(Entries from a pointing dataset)
******

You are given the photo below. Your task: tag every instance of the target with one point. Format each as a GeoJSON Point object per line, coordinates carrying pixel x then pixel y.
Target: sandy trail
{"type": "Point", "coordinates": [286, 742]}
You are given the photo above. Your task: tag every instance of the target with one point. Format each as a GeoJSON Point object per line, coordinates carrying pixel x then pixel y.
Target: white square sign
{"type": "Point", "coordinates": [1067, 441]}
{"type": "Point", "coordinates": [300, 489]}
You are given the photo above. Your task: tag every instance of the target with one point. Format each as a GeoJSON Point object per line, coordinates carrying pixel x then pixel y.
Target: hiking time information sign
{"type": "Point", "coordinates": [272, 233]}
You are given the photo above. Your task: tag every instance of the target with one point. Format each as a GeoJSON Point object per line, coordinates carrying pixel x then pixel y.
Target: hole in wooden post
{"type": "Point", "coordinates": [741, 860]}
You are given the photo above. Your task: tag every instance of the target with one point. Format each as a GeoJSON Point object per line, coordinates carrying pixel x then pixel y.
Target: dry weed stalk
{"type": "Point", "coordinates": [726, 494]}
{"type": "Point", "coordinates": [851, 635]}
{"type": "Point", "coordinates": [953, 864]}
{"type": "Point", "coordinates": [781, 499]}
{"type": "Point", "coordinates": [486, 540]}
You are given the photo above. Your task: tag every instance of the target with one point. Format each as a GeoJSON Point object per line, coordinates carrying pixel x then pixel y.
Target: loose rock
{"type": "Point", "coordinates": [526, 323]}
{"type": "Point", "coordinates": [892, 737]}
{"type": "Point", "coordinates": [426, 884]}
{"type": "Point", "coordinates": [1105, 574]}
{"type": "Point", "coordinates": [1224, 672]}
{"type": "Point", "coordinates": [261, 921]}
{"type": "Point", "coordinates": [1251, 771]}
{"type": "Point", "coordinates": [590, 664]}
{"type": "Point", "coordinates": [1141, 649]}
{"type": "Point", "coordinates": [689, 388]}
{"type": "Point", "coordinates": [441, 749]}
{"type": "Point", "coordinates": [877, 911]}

******

Written instruction ->
Identify every line in the entries above that contains the word "sign" and copy each of those lines.

Response to the task ->
Target: white square sign
Target: hiking time information sign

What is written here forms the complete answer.